TASK GOAL » Copy out the listing lines starting at the one that contains "Question. Place a dot on every instance of the leafless" and ending at the one that contains "(1201, 461)", with "car taillight" changed to "car rear light" and nothing else altered.

INPUT RECORDS »
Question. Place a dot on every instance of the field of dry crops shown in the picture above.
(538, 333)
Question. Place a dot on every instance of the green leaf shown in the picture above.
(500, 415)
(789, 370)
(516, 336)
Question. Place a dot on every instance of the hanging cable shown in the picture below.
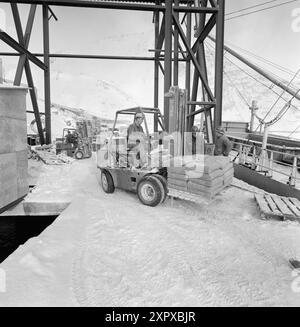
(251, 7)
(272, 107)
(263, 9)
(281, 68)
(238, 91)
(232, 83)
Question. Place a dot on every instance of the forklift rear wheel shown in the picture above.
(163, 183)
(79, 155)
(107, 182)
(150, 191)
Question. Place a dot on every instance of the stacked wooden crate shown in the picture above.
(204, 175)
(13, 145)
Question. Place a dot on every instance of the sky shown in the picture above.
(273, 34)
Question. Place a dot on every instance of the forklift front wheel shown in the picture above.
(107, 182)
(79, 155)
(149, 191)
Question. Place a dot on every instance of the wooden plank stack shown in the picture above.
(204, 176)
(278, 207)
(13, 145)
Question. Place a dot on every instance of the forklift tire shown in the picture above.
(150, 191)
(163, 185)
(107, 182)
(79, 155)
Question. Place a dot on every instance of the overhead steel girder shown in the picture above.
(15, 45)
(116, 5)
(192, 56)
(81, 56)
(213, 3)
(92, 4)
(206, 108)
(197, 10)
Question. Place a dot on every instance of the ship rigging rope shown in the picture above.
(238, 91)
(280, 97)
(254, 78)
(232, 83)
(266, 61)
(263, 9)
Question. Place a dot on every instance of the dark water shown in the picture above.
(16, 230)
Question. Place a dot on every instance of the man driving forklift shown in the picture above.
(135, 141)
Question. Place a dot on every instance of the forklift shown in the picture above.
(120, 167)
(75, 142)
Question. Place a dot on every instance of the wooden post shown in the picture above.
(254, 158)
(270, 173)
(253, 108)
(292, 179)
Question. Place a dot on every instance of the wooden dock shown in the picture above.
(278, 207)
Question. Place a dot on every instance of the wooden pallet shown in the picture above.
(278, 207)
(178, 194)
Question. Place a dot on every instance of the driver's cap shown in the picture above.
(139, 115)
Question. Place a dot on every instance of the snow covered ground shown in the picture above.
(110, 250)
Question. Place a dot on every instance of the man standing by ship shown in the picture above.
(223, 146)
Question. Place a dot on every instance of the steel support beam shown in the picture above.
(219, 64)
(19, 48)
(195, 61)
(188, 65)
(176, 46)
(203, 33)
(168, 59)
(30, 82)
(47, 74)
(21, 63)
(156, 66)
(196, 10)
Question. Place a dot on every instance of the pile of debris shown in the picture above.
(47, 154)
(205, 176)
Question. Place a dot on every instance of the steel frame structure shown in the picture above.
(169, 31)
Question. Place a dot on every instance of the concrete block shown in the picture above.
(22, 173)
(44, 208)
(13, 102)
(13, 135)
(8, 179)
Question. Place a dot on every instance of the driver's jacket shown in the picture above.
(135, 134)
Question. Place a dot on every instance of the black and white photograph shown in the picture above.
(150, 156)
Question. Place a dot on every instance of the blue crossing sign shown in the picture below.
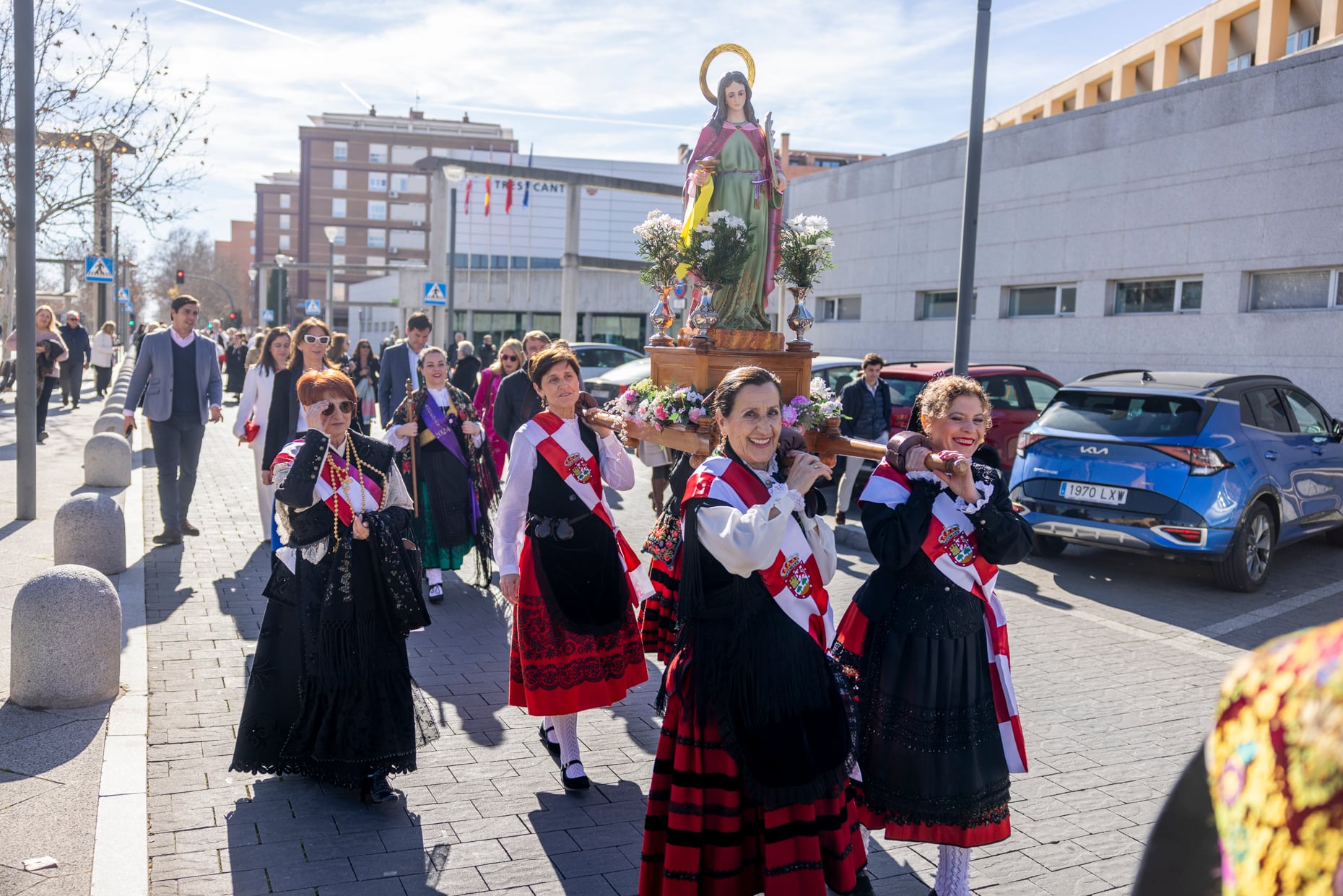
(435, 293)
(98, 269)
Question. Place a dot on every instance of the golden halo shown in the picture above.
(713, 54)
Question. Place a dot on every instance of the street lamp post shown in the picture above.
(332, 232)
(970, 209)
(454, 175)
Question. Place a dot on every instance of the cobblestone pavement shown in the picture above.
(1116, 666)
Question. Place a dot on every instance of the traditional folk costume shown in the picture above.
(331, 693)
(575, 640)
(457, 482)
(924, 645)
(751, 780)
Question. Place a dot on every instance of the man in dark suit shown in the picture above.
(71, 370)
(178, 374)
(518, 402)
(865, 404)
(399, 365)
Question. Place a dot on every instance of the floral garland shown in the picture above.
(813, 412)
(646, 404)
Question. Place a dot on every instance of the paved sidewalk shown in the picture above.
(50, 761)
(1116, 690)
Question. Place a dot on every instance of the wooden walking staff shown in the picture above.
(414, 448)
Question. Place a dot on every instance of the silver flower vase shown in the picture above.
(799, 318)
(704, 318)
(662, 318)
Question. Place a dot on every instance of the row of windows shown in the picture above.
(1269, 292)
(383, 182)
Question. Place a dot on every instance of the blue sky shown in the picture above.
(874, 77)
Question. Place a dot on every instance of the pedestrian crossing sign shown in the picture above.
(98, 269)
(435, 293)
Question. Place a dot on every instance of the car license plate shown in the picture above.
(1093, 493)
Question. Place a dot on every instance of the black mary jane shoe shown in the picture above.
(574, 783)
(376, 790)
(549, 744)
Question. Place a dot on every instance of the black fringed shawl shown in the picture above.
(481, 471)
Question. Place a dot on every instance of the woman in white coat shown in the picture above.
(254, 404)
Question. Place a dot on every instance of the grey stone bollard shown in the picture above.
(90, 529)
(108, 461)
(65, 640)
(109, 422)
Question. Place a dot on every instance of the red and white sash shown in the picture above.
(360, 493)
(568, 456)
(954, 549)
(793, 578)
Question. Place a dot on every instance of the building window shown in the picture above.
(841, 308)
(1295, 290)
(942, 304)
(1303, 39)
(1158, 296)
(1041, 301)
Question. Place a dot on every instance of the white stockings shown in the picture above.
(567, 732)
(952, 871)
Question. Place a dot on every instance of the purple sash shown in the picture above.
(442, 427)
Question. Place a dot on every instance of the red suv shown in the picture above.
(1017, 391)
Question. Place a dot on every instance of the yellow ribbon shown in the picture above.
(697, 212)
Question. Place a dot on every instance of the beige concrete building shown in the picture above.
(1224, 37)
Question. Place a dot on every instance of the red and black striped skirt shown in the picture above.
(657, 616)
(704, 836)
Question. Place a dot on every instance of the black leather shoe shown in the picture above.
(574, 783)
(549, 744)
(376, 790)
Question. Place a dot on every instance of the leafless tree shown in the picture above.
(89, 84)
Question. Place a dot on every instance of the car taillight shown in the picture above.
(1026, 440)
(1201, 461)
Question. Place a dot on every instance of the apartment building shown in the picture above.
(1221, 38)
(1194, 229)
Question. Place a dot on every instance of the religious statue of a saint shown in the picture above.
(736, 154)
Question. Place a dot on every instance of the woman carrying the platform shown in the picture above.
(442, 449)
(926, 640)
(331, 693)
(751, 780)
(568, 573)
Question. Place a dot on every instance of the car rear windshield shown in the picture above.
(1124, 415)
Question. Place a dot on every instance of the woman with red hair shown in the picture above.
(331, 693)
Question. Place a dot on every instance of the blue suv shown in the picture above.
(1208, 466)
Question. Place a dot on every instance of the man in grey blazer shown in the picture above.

---

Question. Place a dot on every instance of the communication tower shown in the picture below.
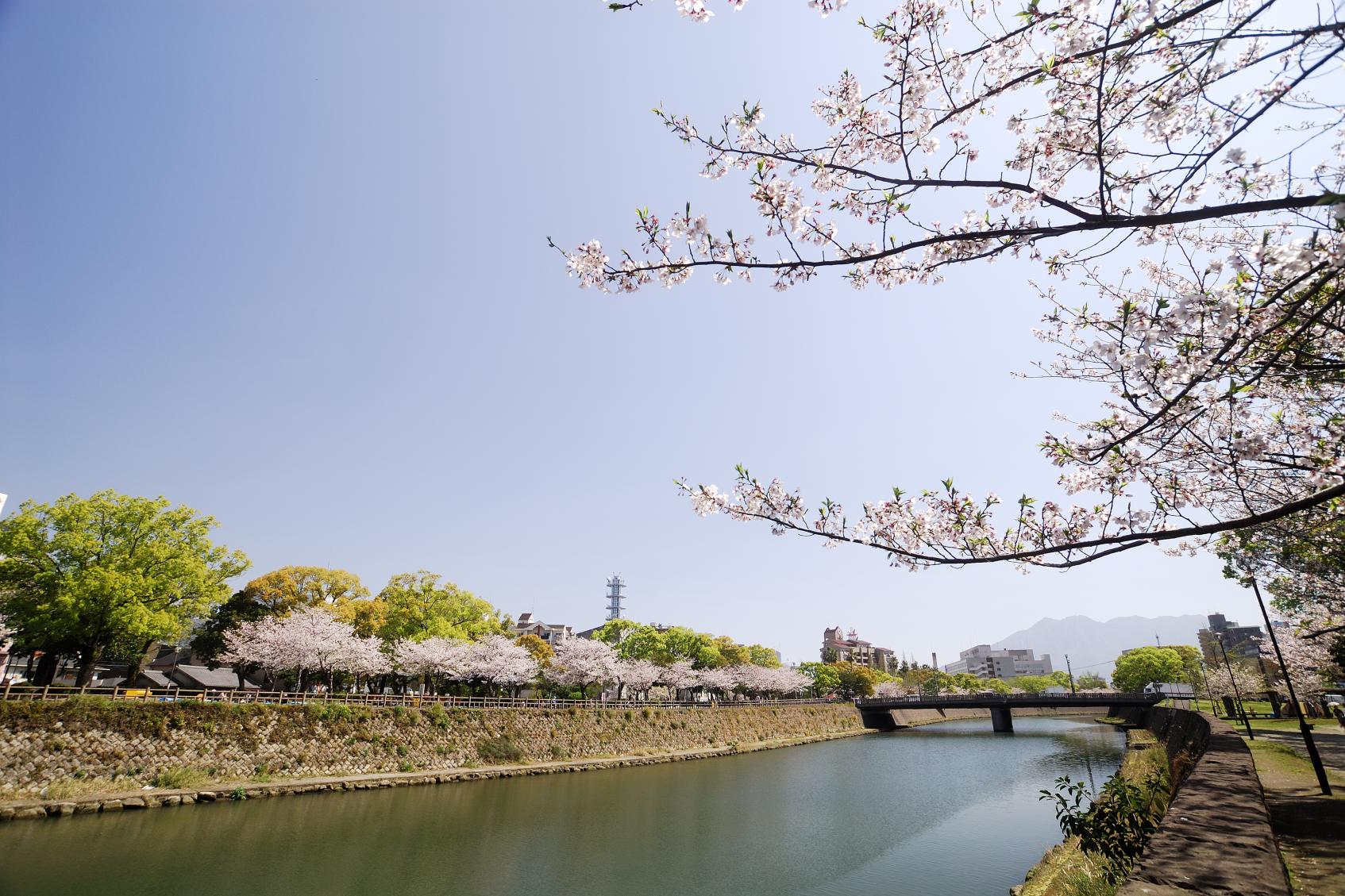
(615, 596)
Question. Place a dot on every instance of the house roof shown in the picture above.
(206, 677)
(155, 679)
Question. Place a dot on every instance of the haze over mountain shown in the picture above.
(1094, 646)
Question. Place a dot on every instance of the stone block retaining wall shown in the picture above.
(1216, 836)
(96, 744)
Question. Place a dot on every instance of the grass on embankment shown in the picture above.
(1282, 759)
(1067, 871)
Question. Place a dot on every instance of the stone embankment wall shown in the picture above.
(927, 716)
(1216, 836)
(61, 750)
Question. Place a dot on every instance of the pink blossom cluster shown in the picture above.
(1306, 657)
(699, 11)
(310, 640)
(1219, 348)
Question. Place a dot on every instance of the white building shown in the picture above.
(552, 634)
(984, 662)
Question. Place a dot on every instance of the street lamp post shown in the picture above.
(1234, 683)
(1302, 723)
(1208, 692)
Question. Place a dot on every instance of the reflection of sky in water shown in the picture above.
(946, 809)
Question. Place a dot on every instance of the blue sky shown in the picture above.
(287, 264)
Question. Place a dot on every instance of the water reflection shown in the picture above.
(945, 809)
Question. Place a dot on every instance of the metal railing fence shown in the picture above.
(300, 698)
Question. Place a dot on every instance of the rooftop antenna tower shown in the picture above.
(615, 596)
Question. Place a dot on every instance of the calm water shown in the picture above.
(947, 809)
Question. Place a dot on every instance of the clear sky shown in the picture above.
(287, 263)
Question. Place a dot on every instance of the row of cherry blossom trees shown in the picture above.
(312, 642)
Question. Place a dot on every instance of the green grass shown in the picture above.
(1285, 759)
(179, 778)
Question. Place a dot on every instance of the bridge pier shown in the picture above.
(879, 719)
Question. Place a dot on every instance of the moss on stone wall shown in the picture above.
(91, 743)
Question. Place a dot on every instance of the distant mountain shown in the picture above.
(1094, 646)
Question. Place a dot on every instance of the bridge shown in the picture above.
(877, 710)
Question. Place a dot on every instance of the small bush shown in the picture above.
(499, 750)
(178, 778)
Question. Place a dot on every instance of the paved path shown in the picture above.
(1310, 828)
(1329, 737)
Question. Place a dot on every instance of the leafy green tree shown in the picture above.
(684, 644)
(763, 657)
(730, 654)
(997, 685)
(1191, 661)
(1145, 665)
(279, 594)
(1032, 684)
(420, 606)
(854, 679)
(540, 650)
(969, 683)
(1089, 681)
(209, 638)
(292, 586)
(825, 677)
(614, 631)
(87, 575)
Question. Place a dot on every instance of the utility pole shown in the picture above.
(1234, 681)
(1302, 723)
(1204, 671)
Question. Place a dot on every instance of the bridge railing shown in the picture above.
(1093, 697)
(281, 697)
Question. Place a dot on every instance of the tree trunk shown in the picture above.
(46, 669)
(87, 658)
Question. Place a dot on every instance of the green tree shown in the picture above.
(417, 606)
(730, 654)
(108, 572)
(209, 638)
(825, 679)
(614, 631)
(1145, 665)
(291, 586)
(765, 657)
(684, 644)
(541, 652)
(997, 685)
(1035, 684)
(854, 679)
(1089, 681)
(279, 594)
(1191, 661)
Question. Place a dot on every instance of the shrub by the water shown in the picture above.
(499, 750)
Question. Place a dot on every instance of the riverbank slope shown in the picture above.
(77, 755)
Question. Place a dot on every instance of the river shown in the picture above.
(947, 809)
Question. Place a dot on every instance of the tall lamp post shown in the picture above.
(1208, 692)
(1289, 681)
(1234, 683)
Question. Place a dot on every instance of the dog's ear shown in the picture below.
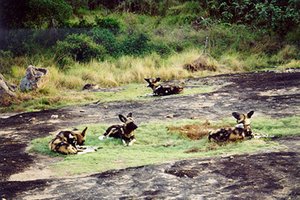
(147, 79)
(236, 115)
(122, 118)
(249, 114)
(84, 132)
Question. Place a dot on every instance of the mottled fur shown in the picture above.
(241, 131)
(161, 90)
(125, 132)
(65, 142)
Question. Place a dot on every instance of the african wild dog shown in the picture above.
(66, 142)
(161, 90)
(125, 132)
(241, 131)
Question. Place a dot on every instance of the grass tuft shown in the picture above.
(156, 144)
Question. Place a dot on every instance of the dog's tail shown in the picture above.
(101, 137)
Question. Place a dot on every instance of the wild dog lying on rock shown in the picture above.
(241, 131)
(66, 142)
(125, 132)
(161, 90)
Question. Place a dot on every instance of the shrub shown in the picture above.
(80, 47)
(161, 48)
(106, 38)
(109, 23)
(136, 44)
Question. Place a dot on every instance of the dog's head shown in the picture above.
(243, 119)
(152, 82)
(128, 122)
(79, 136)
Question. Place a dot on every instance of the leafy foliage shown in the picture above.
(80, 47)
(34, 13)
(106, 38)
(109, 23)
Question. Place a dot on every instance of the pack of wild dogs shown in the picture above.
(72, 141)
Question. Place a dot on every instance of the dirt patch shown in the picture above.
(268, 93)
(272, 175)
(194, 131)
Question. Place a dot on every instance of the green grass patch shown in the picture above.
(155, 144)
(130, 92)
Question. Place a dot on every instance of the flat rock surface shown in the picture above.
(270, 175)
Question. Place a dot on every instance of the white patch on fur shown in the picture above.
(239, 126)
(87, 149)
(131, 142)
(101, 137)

==

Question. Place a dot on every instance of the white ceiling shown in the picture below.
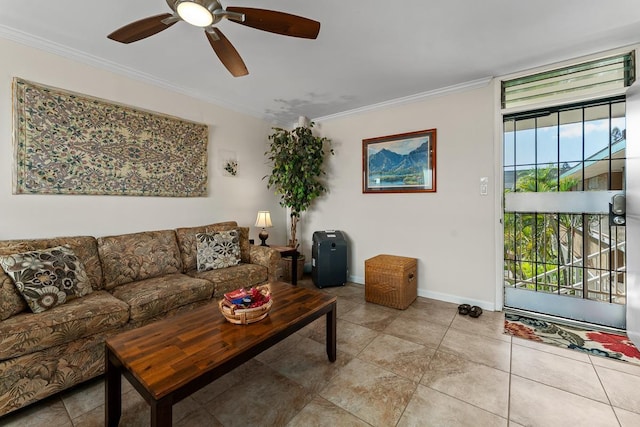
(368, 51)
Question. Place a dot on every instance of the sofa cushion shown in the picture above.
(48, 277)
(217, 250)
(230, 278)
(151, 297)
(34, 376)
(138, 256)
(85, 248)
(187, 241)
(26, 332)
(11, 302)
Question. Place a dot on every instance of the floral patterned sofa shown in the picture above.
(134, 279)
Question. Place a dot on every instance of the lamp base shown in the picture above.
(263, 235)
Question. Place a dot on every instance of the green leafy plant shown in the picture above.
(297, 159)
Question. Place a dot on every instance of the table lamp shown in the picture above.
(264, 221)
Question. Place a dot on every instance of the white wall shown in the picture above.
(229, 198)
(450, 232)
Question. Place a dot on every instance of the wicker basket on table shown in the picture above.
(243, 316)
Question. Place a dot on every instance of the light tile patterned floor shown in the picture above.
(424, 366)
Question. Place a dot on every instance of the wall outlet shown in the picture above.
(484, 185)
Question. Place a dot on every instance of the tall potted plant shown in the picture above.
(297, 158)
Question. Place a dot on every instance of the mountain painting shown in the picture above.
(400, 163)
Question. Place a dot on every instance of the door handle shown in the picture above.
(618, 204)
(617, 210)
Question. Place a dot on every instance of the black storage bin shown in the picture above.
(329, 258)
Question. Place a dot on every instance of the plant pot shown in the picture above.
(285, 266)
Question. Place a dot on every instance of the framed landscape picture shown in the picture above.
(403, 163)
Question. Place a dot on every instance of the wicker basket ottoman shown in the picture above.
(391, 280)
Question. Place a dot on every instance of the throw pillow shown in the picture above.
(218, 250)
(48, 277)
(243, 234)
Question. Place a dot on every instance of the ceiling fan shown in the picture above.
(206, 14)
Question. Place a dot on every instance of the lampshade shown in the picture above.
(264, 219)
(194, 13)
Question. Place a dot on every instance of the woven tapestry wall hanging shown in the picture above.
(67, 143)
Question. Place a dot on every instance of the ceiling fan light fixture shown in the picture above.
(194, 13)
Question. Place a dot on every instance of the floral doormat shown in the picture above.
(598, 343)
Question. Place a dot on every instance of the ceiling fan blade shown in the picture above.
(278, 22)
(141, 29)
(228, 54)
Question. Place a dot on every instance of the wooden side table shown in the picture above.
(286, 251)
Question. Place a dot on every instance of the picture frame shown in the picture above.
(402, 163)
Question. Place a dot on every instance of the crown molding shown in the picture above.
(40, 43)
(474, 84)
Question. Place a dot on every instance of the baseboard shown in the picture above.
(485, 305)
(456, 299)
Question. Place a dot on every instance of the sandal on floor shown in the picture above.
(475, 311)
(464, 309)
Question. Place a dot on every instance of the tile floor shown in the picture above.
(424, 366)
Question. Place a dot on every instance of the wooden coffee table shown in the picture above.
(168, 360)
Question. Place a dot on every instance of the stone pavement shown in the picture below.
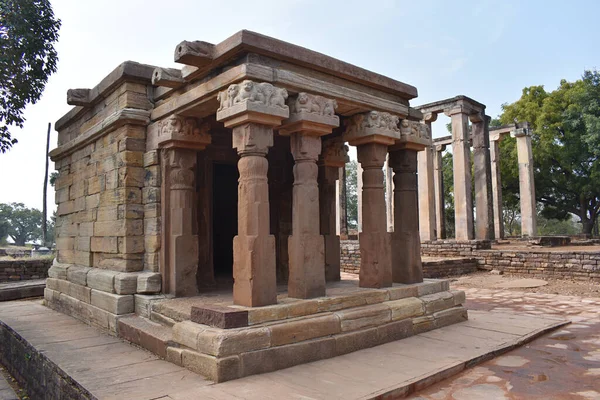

TASK OUTPUT »
Question. Place a dot on every instance of the leafless tree shown in the picture above.
(89, 84)
Question. Place a dot on every instance of the car rear light shown in the picture above.
(1026, 440)
(1201, 461)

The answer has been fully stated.